*What is needed*: Your reply should consist solely of the lines from the one containing "roof overhang, find" through the end of the data, restated word for word.
==== Supplied records ====
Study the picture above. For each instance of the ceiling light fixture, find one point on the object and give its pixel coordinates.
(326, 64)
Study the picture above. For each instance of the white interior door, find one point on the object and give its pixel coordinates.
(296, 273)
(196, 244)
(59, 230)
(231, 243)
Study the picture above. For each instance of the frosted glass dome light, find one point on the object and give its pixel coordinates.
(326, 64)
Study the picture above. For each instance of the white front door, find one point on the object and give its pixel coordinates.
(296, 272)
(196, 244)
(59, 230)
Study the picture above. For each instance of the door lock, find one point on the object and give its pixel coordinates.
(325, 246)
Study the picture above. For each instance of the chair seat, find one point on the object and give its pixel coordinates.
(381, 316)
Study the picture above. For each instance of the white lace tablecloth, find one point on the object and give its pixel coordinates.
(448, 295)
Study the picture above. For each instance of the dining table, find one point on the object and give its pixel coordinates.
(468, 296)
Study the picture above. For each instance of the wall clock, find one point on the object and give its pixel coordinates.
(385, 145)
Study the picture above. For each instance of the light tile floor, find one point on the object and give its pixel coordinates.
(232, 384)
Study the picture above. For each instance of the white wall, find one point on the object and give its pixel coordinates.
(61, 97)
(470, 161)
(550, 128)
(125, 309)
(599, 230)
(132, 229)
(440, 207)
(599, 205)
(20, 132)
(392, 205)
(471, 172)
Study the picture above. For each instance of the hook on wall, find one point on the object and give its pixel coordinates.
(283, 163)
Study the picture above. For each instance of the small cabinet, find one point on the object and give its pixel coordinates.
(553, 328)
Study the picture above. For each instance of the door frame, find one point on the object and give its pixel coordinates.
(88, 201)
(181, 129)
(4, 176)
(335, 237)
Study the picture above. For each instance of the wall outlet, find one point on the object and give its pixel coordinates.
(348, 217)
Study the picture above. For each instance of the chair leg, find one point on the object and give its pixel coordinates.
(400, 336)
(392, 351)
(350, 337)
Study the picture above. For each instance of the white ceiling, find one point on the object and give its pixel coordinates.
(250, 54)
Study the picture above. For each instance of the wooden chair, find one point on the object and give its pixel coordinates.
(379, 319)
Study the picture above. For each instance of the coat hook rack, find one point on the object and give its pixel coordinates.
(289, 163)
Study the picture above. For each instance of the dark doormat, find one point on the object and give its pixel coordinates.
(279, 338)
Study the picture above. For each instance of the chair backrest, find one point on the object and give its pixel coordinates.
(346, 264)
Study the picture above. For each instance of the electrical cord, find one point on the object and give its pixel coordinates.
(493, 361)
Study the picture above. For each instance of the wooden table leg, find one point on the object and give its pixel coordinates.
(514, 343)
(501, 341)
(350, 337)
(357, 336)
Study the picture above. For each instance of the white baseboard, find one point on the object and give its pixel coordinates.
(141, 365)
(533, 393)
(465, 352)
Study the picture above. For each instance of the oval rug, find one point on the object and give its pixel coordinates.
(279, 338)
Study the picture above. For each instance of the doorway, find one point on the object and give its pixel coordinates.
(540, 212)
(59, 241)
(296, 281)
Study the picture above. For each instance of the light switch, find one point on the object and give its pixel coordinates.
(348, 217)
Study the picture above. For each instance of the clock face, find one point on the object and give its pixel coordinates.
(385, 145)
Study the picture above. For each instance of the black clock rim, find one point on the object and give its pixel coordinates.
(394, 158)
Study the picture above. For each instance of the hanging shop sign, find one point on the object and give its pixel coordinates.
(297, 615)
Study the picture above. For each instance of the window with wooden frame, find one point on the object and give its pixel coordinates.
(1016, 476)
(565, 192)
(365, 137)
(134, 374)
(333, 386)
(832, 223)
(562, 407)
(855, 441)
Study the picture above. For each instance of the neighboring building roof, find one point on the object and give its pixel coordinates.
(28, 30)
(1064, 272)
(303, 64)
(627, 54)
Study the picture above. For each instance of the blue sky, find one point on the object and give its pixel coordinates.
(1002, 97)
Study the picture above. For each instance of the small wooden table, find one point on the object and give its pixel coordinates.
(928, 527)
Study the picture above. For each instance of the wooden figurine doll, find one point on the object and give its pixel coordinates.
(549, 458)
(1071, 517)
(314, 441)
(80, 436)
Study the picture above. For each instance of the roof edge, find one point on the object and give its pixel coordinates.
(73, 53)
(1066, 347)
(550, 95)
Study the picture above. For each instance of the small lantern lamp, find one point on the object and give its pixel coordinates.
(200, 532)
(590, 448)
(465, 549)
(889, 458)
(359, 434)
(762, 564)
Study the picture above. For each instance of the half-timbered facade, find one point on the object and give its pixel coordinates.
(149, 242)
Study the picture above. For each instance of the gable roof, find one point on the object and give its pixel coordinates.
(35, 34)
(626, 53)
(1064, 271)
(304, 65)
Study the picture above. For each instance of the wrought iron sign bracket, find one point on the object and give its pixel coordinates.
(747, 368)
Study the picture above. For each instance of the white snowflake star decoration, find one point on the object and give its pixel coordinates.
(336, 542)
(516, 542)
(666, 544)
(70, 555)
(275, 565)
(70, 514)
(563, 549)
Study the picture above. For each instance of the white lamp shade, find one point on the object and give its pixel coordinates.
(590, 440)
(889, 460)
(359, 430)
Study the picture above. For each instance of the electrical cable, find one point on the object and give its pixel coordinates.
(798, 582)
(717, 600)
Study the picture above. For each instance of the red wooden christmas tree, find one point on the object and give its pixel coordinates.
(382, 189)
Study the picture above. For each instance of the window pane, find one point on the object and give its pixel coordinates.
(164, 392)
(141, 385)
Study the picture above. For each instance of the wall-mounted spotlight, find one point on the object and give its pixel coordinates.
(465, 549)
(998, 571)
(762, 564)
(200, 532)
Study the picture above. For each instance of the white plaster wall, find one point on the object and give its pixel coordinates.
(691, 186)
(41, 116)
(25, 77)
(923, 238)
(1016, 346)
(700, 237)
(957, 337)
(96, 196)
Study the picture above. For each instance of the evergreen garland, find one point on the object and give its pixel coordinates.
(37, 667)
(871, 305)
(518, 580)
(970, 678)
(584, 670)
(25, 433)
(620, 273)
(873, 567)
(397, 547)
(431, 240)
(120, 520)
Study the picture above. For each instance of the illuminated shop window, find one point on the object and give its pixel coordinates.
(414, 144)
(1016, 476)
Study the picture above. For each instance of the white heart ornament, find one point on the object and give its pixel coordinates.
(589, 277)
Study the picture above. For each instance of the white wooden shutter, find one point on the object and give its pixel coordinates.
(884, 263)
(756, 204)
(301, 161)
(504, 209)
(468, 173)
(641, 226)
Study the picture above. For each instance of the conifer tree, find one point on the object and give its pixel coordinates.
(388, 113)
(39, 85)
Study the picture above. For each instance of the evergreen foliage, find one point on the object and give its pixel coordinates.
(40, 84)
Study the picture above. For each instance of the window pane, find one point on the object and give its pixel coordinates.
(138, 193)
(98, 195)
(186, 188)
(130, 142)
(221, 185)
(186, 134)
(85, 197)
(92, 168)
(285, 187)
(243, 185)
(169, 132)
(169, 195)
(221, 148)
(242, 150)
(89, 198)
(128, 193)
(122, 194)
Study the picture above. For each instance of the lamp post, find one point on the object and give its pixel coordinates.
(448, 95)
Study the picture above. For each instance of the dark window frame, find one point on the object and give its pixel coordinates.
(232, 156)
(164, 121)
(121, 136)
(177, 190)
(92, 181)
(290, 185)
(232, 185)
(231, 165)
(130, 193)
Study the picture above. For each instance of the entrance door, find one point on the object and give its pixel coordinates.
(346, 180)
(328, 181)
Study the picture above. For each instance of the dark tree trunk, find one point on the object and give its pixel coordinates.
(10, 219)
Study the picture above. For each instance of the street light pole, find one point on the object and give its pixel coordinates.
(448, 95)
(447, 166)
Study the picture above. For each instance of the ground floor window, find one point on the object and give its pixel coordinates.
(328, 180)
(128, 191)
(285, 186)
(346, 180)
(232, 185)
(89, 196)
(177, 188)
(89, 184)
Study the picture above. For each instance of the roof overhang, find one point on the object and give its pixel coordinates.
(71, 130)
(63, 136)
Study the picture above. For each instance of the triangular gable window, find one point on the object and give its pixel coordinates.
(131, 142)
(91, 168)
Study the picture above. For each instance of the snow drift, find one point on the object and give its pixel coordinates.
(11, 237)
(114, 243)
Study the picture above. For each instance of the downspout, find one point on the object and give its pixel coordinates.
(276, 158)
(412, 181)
====
*Exercise solution*:
Study the picture above. For each instance of the roof overhang, find one point on the object and give its pixel coordinates.
(71, 130)
(63, 136)
Study the picture above. For each instance of the triangular gable window, find one point on the object and give its pixel coordinates.
(131, 142)
(91, 168)
Study the picture above. For each instance of the snow drift, find one point on the object and give its pixel coordinates.
(11, 237)
(114, 243)
Study the picture above. For each instance of the downspout, find one point on the object and give its pixel coordinates.
(276, 158)
(412, 181)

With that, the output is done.